+++ Exercise data +++

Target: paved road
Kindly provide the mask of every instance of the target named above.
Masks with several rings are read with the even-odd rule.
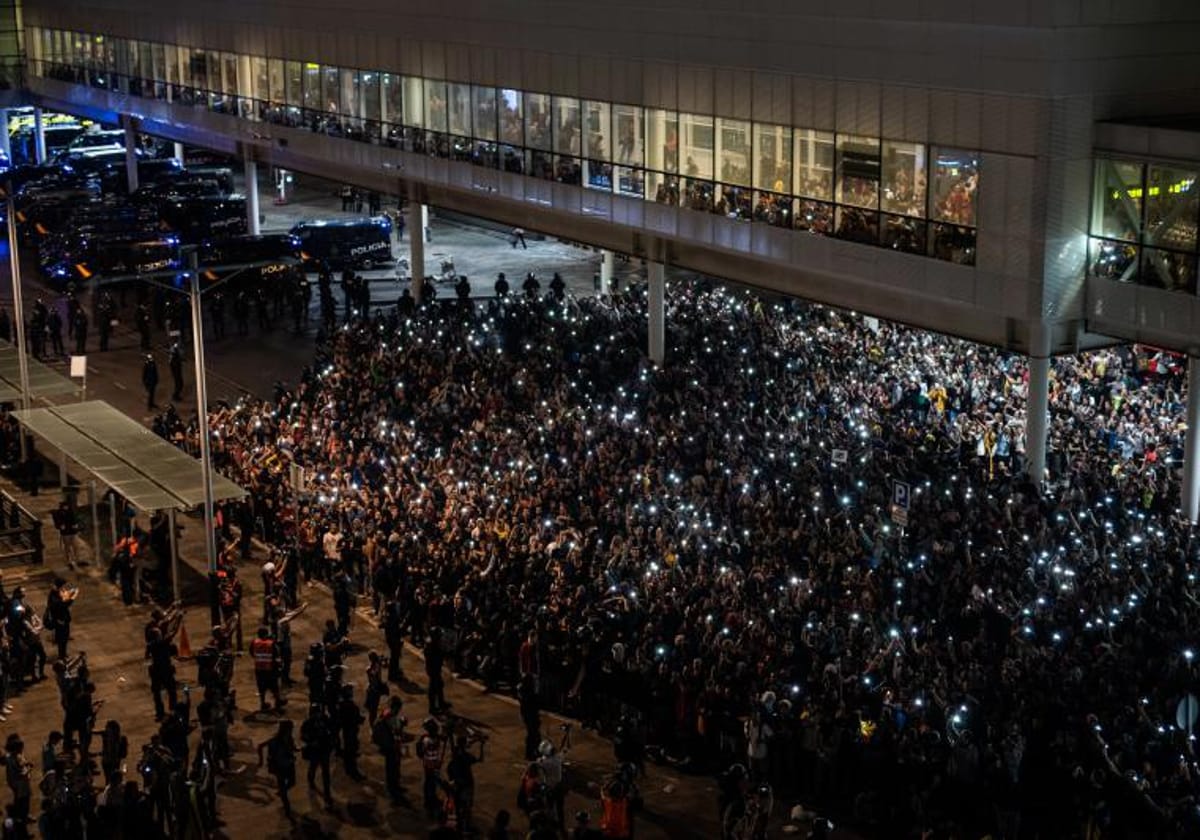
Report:
[[[340,203],[334,198],[334,188],[329,185],[317,185],[314,188],[301,188],[304,204],[292,204],[284,208],[266,208],[265,229],[281,229],[301,216],[330,215],[340,212]],[[265,197],[265,193],[264,193]],[[434,218],[433,244],[426,253],[431,260],[440,258],[442,253],[451,253],[460,271],[479,277],[494,277],[496,271],[505,271],[511,277],[522,276],[529,266],[536,266],[544,278],[554,270],[563,272],[572,289],[587,293],[592,288],[592,274],[596,270],[599,254],[583,251],[575,246],[554,241],[530,240],[528,251],[514,251],[503,233],[473,229],[457,223],[440,222]],[[444,248],[444,251],[442,251]],[[626,275],[636,269],[623,268]],[[7,275],[7,265],[0,274]],[[28,276],[24,283],[26,300],[43,295],[49,301],[52,295],[36,281]],[[390,304],[398,294],[392,272],[380,272],[380,280],[372,284],[372,296],[377,302]],[[487,292],[491,281],[487,283]],[[7,289],[7,276],[0,277],[0,289]],[[6,295],[0,295],[0,299]],[[145,397],[140,388],[142,354],[138,349],[138,337],[131,328],[131,306],[121,313],[121,326],[113,341],[113,349],[101,354],[92,352],[88,358],[88,395],[108,400],[119,409],[142,421],[149,421],[151,413],[146,410]],[[290,320],[289,318],[287,319]],[[313,318],[316,324],[317,318]],[[210,400],[235,400],[244,392],[266,394],[276,380],[294,380],[300,367],[311,358],[313,329],[302,335],[290,334],[289,325],[281,325],[270,332],[253,331],[247,338],[229,336],[222,341],[208,342],[208,371]],[[156,354],[160,371],[164,380],[167,374],[168,338],[155,335]],[[95,332],[92,334],[95,349]],[[64,362],[54,362],[65,371]],[[191,378],[191,364],[186,366],[185,397],[178,407],[181,412],[194,410],[194,388]],[[160,386],[162,394],[169,394],[168,386]],[[56,502],[53,484],[56,476],[48,474],[49,492],[36,498],[26,498],[30,505],[46,512]],[[7,488],[12,490],[11,486]],[[108,532],[108,516],[101,512],[101,530]],[[204,578],[200,558],[202,528],[194,520],[184,518],[184,538],[180,553],[182,557],[181,581],[185,601],[200,605],[205,600]],[[143,522],[145,524],[145,522]],[[90,529],[84,535],[90,536]],[[90,553],[90,552],[85,552]],[[107,545],[101,547],[101,557],[107,557]],[[256,557],[245,564],[242,578],[247,587],[246,628],[247,635],[254,629],[253,616],[260,608],[260,580],[257,574],[263,562],[262,546],[256,546]],[[152,704],[149,694],[149,682],[142,660],[142,629],[149,613],[145,606],[125,607],[118,599],[115,588],[104,580],[102,564],[89,564],[78,571],[66,569],[61,550],[55,545],[48,551],[47,570],[28,577],[16,572],[5,574],[5,584],[11,589],[18,580],[25,580],[31,602],[38,610],[44,605],[48,589],[49,570],[62,574],[70,581],[78,583],[80,598],[76,606],[73,625],[73,649],[83,649],[89,654],[94,679],[98,686],[97,696],[104,701],[98,724],[108,718],[116,718],[128,734],[131,749],[138,750],[148,740],[152,731]],[[296,673],[300,661],[311,641],[319,636],[324,619],[332,616],[331,600],[320,587],[307,588],[305,596],[310,610],[298,619],[293,634],[298,656]],[[206,637],[208,612],[197,606],[187,614],[186,629],[193,649],[198,649]],[[356,653],[350,659],[353,680],[360,686],[365,684],[366,650],[380,648],[382,638],[372,625],[372,619],[360,611],[355,618],[353,637],[359,643]],[[416,683],[397,688],[406,700],[406,710],[415,728],[425,718],[424,671],[410,653],[406,671],[416,674]],[[194,680],[194,665],[181,662],[179,667],[184,682]],[[257,707],[250,662],[238,664],[236,686],[240,706],[244,709]],[[517,710],[512,701],[485,695],[470,682],[449,680],[448,696],[454,703],[456,714],[461,714],[491,734],[487,745],[487,757],[478,774],[478,822],[490,824],[494,814],[504,808],[516,812],[515,793],[517,779],[522,768],[522,756],[518,754],[522,744],[522,730]],[[305,694],[300,688],[288,692],[288,716],[299,720],[304,713]],[[52,682],[31,688],[14,700],[16,710],[7,722],[0,724],[0,732],[20,732],[30,751],[36,750],[52,728],[59,728],[61,720],[56,704],[56,694]],[[364,733],[364,749],[367,757],[364,769],[368,781],[354,782],[344,773],[335,770],[335,804],[326,809],[314,794],[310,796],[304,775],[294,791],[293,802],[300,820],[289,824],[282,816],[274,799],[274,790],[265,772],[254,767],[253,751],[258,742],[266,738],[275,727],[274,715],[250,714],[242,718],[234,730],[234,749],[236,761],[247,764],[245,772],[228,779],[221,790],[220,810],[224,820],[224,835],[229,838],[370,838],[370,836],[421,836],[427,827],[427,820],[420,808],[420,780],[415,758],[403,767],[404,784],[410,793],[412,806],[391,806],[379,784],[382,779],[382,761],[370,746],[370,738]],[[559,721],[546,716],[544,731],[546,734],[558,734]],[[131,764],[134,756],[131,756]],[[570,752],[569,772],[571,793],[568,798],[568,812],[590,810],[598,814],[598,782],[612,769],[612,751],[607,742],[590,733],[575,732],[575,745]],[[670,768],[650,767],[647,779],[642,782],[648,804],[647,812],[638,822],[638,838],[715,838],[719,836],[715,814],[715,787],[712,780],[682,778]],[[7,796],[7,794],[5,794]],[[786,810],[790,803],[779,803],[778,811]],[[523,820],[516,818],[518,828],[524,827]]]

+++

### Instruction
Leave images out of the retyped records; keep all else exact.

### Written solution
Target: paved road
Kindly provide the mask of every instance of the target named above.
Masks with several rings are read with the even-odd rule.
Report:
[[[340,203],[334,198],[334,188],[329,185],[317,185],[314,188],[301,188],[304,204],[292,204],[284,208],[266,208],[265,229],[281,229],[301,216],[330,215],[340,212]],[[265,197],[265,193],[264,193]],[[434,218],[433,244],[426,253],[431,260],[440,258],[442,253],[451,253],[460,271],[479,277],[494,277],[496,271],[505,271],[511,277],[522,276],[529,266],[536,266],[544,278],[554,270],[563,272],[572,289],[587,293],[592,288],[592,274],[596,270],[599,254],[583,251],[575,246],[554,241],[530,240],[528,251],[514,251],[503,233],[473,229],[457,223],[440,222]],[[444,248],[444,251],[442,251]],[[626,275],[636,269],[623,268]],[[7,275],[7,265],[0,274]],[[28,276],[24,283],[26,300],[43,295],[49,301],[52,295],[36,281]],[[390,304],[398,294],[392,272],[380,272],[380,280],[372,284],[372,296],[377,302]],[[487,292],[491,281],[487,283]],[[7,289],[7,276],[0,277],[0,289]],[[6,295],[0,295],[0,299]],[[145,397],[140,388],[142,354],[138,349],[138,337],[131,328],[131,306],[121,313],[121,326],[113,341],[113,349],[101,354],[92,352],[88,358],[88,395],[108,400],[119,409],[142,421],[149,421],[151,413],[146,410]],[[290,320],[289,318],[287,319]],[[313,318],[316,324],[317,318]],[[210,400],[235,400],[244,392],[266,394],[276,380],[294,380],[300,367],[311,358],[313,329],[302,335],[290,334],[289,325],[281,325],[270,332],[253,331],[247,338],[229,336],[222,341],[208,342],[208,371]],[[156,354],[160,371],[164,380],[167,374],[168,338],[155,335]],[[95,332],[92,334],[95,349]],[[64,362],[54,362],[65,371]],[[191,378],[191,364],[186,366],[185,397],[178,407],[181,412],[194,410],[194,388]],[[160,386],[162,394],[169,394],[168,386]],[[56,502],[53,484],[56,476],[48,474],[49,492],[36,498],[26,498],[30,505],[46,512]],[[7,488],[12,490],[11,486]],[[108,532],[108,516],[101,512],[101,530]],[[204,578],[200,558],[202,528],[194,520],[184,518],[184,538],[180,553],[182,557],[181,581],[185,601],[200,605],[205,600]],[[143,522],[145,524],[145,522]],[[90,529],[84,535],[90,536]],[[90,553],[90,552],[85,552]],[[107,545],[101,547],[101,557],[107,557]],[[256,557],[245,564],[242,578],[247,587],[246,628],[247,635],[254,629],[253,616],[260,608],[260,580],[257,574],[263,562],[262,546],[256,546]],[[152,704],[149,694],[149,682],[142,660],[142,629],[149,613],[145,606],[125,607],[118,599],[115,588],[104,580],[102,564],[89,564],[78,571],[66,569],[61,550],[55,545],[48,551],[47,570],[28,577],[16,572],[5,574],[5,584],[11,589],[18,580],[25,580],[31,602],[38,610],[44,605],[48,589],[49,570],[62,574],[70,581],[78,583],[80,598],[76,606],[73,625],[73,649],[83,649],[89,654],[94,679],[98,686],[97,696],[104,701],[98,724],[108,718],[116,718],[128,734],[131,749],[138,750],[148,740],[152,731]],[[296,673],[300,661],[311,641],[319,636],[324,619],[332,616],[331,600],[320,587],[307,588],[305,596],[310,610],[298,619],[293,634],[298,656]],[[206,637],[208,612],[197,606],[187,614],[186,629],[193,649],[198,649]],[[356,653],[350,659],[353,680],[360,686],[365,684],[366,650],[380,648],[382,638],[372,625],[372,619],[360,611],[355,618],[353,637],[359,643]],[[416,683],[397,688],[406,700],[406,710],[415,728],[425,718],[424,671],[410,653],[406,671],[416,674]],[[194,680],[194,665],[181,662],[179,667],[184,682]],[[257,707],[250,662],[238,664],[236,686],[240,706],[244,709]],[[517,710],[512,701],[485,695],[470,682],[449,680],[448,696],[454,703],[456,714],[461,714],[491,734],[487,745],[487,757],[478,774],[478,822],[490,824],[494,814],[504,808],[516,812],[515,793],[517,779],[522,768],[522,756],[518,754],[522,744],[522,730]],[[305,694],[300,688],[288,692],[288,716],[299,720],[304,713]],[[52,682],[31,688],[14,700],[16,710],[7,722],[0,724],[0,732],[20,732],[30,751],[36,750],[52,728],[59,728],[61,720],[56,704],[56,694]],[[364,733],[364,749],[367,757],[364,769],[368,781],[354,782],[344,773],[335,770],[335,804],[326,809],[314,794],[310,796],[304,775],[294,791],[293,802],[300,820],[289,824],[282,816],[274,799],[274,790],[265,772],[254,767],[253,751],[258,742],[266,738],[275,727],[274,715],[250,714],[242,718],[234,730],[234,749],[236,761],[247,764],[245,772],[228,779],[221,790],[220,810],[224,820],[224,835],[229,838],[370,838],[370,836],[421,836],[427,827],[427,820],[420,808],[420,780],[415,758],[403,767],[404,784],[410,793],[412,806],[391,806],[379,784],[382,779],[382,761],[370,746],[370,738]],[[559,721],[546,716],[544,731],[546,734],[558,734]],[[131,764],[134,756],[131,756]],[[570,752],[569,772],[571,793],[568,798],[568,812],[590,810],[598,814],[598,782],[612,769],[612,751],[607,742],[590,733],[575,732],[575,745]],[[670,768],[650,767],[647,779],[642,782],[648,804],[647,812],[638,822],[638,838],[715,838],[719,836],[715,814],[715,787],[712,780],[682,778]],[[7,796],[7,794],[5,794]],[[786,810],[790,803],[779,803],[778,811]],[[523,820],[516,818],[518,828],[524,827]]]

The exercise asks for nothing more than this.